Print all of the material below again line for line, without any of the pictures.

··· Dataset content ···

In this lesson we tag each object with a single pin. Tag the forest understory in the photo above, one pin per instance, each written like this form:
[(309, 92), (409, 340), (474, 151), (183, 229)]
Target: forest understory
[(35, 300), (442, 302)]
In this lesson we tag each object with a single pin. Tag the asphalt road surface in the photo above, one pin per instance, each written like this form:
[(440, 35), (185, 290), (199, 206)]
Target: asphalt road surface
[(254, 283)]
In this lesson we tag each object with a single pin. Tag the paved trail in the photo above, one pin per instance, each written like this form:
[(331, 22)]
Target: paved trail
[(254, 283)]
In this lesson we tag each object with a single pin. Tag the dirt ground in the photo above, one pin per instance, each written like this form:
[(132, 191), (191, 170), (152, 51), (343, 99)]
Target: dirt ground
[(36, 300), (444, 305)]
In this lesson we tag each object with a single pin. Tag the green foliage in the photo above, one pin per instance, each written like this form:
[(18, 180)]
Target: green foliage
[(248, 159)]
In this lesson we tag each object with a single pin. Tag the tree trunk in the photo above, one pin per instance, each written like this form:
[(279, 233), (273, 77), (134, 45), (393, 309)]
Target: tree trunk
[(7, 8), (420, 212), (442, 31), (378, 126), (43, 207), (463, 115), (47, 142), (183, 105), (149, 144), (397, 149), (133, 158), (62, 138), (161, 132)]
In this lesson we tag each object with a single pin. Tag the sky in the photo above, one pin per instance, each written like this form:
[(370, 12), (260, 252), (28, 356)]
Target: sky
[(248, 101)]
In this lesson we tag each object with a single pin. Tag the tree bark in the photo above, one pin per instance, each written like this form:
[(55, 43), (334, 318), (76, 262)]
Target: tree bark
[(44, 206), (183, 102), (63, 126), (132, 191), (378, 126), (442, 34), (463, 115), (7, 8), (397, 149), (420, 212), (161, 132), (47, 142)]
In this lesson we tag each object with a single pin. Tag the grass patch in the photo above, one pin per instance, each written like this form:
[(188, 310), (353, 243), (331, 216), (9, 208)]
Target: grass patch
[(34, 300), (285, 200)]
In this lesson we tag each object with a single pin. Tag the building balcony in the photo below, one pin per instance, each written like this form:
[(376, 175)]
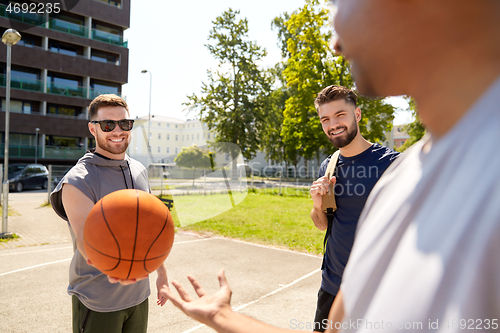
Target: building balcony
[(64, 26), (22, 84), (71, 91), (62, 153), (68, 27)]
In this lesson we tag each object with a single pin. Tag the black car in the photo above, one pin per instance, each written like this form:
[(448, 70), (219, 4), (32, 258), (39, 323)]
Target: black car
[(24, 176)]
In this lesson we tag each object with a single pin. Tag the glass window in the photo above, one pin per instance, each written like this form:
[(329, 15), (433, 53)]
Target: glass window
[(103, 56), (65, 48), (63, 110), (105, 87)]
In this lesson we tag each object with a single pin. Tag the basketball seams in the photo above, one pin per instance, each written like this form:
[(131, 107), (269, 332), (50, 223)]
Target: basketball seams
[(154, 241), (136, 232), (142, 246), (112, 234)]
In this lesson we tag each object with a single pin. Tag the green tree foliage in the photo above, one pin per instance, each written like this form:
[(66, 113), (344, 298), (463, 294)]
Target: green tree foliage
[(194, 158), (231, 102), (415, 129), (311, 65)]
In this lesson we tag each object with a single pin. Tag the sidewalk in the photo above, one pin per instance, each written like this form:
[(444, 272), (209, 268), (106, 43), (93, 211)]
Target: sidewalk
[(34, 224)]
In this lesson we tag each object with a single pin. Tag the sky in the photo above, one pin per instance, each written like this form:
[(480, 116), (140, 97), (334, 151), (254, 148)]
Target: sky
[(168, 37)]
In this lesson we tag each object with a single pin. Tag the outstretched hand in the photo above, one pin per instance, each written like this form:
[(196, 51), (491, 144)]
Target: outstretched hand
[(206, 307)]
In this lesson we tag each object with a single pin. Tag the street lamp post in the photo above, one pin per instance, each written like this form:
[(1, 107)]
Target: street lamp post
[(36, 143), (149, 115), (9, 38)]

···

The response
In this lesson we tag each object with a single pin. Tag the forest understory in the photo above, one pin per instance, each written like this form:
[(309, 92), (409, 340), (474, 151), (183, 229)]
Target: forest understory
[(35, 300), (442, 302)]
In this lesson we tag each object with a single pin. Tag the asphalt road surface in the photo above, one pin per instance, each written like this form:
[(440, 35), (185, 290), (199, 206)]
Target: asphalt road surface
[(254, 283)]
In this lesson we tag each object with a single pin. Tag the paved trail in the photo above, one pin per instance, each written like this form:
[(331, 22)]
Target: paved trail
[(254, 283)]
In this lesson we tag each object with a single pin. Tag the dirt ground in the photo above, one pin per instance, each written like this form:
[(132, 191), (191, 170), (152, 51), (343, 99)]
Target: dirt ground
[(36, 300), (444, 305)]
In this lesson we tag each object with a single pin. Tag the green foliage in the photo above, one pin per instance, each written like this form:
[(18, 180)]
Target: green foliage
[(248, 159)]
In this lesson we tag each object with a single pin. Tag the tree trunk in the photo above, one pin per instance, each written like this form:
[(279, 233), (273, 77), (134, 45), (393, 309)]
Target: tree trunk
[(7, 8), (420, 212), (442, 31), (378, 126), (43, 207), (463, 115), (47, 142), (183, 105), (149, 144), (397, 149), (133, 158), (62, 138), (161, 132)]
In this lesson we tag each object with a single pin. Tag the sky in the photo above, one pin per instance, each written like this form:
[(370, 12), (260, 252), (28, 356)]
Target: sky
[(248, 101)]
In this lesson we tag each object with a single pin. Tag the tree bark in the photo above, one pin per instance, each written like this form:
[(55, 43), (334, 318), (76, 262)]
Target: tree bark
[(44, 206), (183, 102), (63, 126), (132, 191), (378, 126), (442, 34), (463, 115), (7, 8), (397, 149), (420, 212), (161, 132), (47, 142)]
In this lesson we tag each object with a single pin. Tag the grass patch in the photo above, one pin per instance, each written like this form:
[(188, 310), (353, 243), (331, 216), (9, 208)]
Target: grass patch
[(34, 300), (285, 200)]
In this lesson we tag each object with a single pin. Tag the building balcony in the photo below, one pin per instance, each written like this form:
[(376, 175)]
Target: building balcony
[(64, 26), (22, 84), (71, 91), (62, 153), (68, 27)]
In this lesson we tag each object with a single pin. Tag the black car in the photo above, one pin per instance, each written like this form:
[(448, 70), (219, 4), (32, 258), (39, 323)]
Target: black car
[(24, 176)]
In this lesson we tag each object with a single pin. Tag the glass window in the photo above, one pin per instance, each written like this form:
[(329, 15), (433, 53)]
Target: glass window
[(103, 56), (65, 48), (63, 110), (105, 87)]
In this lesson we tag each object with a single pin. Tag the basketball seams in the photo above, one pin per instance, each written like this form:
[(131, 107), (269, 332), (50, 223)]
Target: basketball seams
[(154, 241), (136, 232), (142, 246), (112, 234)]
In this lesson we tag each object with a single pin. Tag the green tree foliage in the photo above, one pin per instance, each written like this form:
[(66, 113), (344, 298), (463, 294)]
Target: green tree foliage
[(194, 158), (231, 102), (415, 129), (311, 65)]
In this lesson we tag each object with a single pin. Tag the sidewalk in the photo above, one pin per instance, each written like this form:
[(444, 272), (209, 268), (106, 43), (93, 211)]
Target: sidewalk
[(34, 224)]
In this lesson we tag each object with a single pin. Tag the sky in the photo above, one pin per instance, each written like this form:
[(480, 116), (140, 97), (334, 151), (254, 148)]
Target: sky
[(168, 37)]
In this lesson we tag each object with a single pin. Tag the outstretched hand in the photo above, one pin per instance, each written like this form:
[(196, 51), (491, 144)]
Target: outstretched hand
[(206, 307)]
In this lesson we tag each object with a single pin. Tag the street lamp post in the photo above, one pin per instance, each written like this form:
[(1, 107)]
Target: street lamp post
[(36, 143), (149, 115), (9, 38)]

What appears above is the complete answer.